**Data records:**

********

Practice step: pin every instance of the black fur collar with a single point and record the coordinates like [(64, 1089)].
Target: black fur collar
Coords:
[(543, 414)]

********

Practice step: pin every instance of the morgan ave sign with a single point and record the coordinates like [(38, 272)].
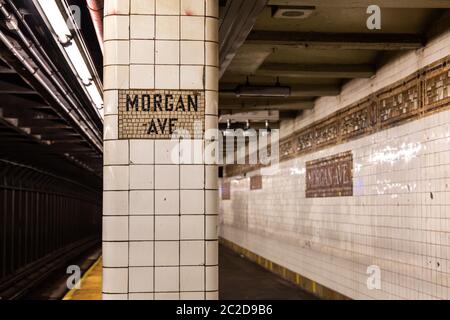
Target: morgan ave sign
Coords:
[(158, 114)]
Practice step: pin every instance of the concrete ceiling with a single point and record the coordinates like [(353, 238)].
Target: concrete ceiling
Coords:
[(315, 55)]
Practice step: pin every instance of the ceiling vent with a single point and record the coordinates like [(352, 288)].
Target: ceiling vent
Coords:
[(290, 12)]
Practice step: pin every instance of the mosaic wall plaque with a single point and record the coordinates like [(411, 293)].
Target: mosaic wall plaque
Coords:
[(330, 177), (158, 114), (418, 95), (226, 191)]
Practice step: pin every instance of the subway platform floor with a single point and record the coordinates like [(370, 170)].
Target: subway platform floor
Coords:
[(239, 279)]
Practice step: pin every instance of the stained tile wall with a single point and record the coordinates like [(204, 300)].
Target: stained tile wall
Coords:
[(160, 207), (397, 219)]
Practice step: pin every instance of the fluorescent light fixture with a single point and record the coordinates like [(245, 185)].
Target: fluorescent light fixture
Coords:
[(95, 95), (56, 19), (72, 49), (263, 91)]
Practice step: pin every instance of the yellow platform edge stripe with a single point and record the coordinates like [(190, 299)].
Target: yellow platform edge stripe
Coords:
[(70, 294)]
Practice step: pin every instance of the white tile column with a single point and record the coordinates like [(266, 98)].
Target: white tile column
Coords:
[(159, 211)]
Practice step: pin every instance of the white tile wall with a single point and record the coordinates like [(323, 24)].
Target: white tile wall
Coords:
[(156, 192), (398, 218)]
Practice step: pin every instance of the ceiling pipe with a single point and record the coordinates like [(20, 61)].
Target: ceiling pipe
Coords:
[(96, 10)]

********

**Challenge:** Scale the answer coordinates in the entries by 0.9, rounding each result to a whole number with halves rounded up. Rewrite only the lines from the one with "Practice step: pin every instance of the black" through the one with "[(543, 414)]", keeping the requests and their sample coordinates unchanged.

**Complete answer:**
Practice step: pin every instance of the black fur collar with a single point and record the coordinates like [(64, 1089)].
Target: black fur collar
Coords:
[(489, 373)]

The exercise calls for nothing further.